▶ Input material
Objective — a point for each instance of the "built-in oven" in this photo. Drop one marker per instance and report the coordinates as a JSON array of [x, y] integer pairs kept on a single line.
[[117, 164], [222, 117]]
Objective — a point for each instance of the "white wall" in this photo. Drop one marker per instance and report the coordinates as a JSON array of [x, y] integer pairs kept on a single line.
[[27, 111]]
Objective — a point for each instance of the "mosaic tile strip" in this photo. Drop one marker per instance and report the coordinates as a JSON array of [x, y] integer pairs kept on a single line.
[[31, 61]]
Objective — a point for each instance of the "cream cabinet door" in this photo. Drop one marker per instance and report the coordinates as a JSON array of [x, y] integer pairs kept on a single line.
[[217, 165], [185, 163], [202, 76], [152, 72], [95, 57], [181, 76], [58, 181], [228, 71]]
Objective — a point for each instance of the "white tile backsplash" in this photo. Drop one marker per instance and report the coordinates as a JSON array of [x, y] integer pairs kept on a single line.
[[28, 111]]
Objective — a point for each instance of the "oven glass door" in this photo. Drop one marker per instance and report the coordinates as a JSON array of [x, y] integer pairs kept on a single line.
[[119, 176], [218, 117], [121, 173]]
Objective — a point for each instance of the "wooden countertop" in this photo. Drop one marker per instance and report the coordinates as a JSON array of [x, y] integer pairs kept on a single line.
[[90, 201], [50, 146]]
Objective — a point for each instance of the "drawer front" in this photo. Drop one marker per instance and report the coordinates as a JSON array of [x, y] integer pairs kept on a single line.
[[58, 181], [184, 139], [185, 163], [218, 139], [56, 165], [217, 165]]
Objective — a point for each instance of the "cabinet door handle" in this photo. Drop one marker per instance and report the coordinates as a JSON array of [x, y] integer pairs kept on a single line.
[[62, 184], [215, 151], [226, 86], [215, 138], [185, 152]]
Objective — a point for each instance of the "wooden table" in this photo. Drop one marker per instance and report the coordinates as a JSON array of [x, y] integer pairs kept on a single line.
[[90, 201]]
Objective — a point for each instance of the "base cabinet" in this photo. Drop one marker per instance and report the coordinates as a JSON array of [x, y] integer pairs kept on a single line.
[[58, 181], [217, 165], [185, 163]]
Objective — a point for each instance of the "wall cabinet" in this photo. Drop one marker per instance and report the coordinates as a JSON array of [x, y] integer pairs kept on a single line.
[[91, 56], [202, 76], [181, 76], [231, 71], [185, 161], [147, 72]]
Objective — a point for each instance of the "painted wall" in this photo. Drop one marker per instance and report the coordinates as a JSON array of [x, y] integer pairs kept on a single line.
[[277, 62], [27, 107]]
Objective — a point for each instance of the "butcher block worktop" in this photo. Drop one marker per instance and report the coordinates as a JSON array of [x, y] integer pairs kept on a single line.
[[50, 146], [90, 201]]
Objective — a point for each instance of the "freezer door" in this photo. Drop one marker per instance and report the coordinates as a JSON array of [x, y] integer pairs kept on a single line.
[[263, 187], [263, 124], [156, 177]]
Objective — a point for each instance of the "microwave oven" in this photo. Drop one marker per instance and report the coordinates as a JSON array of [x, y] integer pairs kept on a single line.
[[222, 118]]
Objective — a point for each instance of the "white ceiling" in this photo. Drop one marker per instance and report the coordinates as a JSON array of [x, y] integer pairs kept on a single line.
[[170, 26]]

==

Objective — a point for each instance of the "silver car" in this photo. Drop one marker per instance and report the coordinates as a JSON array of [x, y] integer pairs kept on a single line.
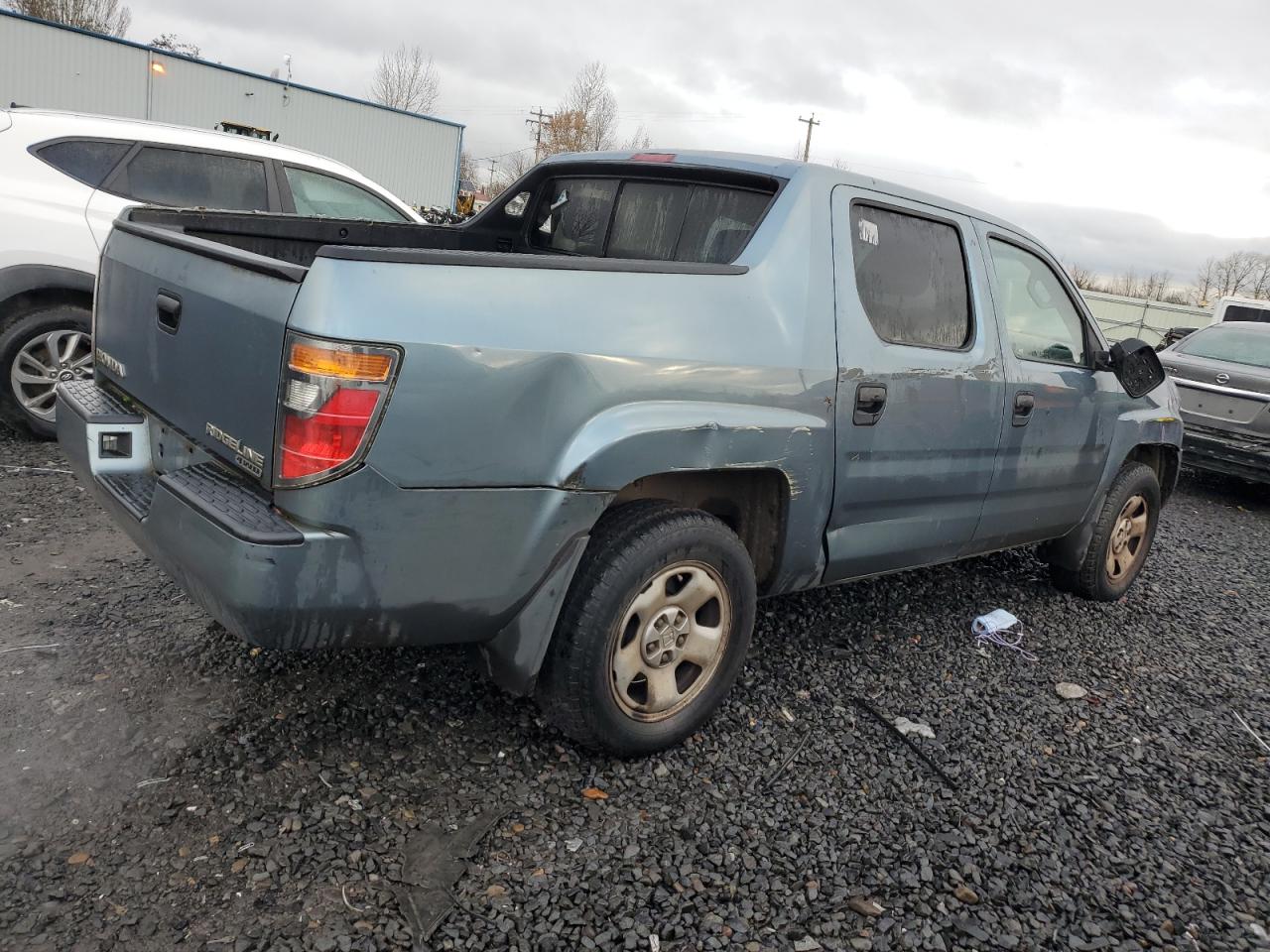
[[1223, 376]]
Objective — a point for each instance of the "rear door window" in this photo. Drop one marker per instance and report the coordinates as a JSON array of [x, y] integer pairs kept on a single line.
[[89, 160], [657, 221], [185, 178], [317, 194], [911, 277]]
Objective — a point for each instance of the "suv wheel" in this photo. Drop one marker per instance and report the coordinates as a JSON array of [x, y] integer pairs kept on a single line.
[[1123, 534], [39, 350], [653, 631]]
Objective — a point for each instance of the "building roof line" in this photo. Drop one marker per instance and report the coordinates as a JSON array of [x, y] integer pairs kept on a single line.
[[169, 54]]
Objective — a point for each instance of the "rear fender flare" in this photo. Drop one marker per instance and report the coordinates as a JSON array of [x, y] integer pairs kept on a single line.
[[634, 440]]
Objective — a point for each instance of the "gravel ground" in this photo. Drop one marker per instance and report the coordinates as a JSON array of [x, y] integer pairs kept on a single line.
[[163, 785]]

...

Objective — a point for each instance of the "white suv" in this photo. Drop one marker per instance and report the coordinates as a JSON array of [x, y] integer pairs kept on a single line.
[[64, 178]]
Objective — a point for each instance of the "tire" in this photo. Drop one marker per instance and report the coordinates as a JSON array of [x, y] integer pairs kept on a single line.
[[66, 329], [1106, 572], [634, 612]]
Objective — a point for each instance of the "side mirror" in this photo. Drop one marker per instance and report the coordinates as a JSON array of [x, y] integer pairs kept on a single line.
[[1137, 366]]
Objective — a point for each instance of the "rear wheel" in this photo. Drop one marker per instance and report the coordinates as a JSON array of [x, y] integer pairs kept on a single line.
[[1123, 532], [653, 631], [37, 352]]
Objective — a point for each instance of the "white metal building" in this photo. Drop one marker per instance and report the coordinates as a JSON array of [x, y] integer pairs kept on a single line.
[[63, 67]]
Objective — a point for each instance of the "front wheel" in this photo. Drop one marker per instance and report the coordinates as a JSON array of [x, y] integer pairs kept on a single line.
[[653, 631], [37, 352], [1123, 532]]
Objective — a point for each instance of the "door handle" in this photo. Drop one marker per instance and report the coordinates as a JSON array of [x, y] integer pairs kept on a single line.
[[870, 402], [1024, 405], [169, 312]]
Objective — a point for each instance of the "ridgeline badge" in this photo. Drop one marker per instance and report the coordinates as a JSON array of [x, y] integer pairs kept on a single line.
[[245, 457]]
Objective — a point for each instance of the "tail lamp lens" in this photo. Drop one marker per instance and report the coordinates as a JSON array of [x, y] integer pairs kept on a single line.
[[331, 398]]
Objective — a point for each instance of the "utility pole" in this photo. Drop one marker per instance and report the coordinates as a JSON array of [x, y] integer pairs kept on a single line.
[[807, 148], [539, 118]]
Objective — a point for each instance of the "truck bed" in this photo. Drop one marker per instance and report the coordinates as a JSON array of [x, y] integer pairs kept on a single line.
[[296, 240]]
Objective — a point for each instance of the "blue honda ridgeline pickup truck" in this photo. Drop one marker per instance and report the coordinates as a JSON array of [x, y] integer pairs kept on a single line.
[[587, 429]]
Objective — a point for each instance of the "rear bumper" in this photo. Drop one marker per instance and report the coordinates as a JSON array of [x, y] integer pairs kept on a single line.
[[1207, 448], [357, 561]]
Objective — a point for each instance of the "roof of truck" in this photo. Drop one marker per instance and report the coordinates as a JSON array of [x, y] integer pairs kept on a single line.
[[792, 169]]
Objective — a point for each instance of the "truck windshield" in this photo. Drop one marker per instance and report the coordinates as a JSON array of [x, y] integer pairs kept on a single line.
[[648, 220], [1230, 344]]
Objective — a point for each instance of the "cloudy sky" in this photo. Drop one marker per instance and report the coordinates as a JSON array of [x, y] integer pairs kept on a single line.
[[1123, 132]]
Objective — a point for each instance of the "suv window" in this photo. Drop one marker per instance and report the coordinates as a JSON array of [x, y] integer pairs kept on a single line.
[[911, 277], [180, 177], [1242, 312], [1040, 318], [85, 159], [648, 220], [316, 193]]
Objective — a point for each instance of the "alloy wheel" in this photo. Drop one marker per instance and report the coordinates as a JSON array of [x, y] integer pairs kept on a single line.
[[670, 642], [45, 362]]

▶ Task requirements
Count the lines in the data above that contain the string "window", and reply with the number alone.

▶ Expected answer
2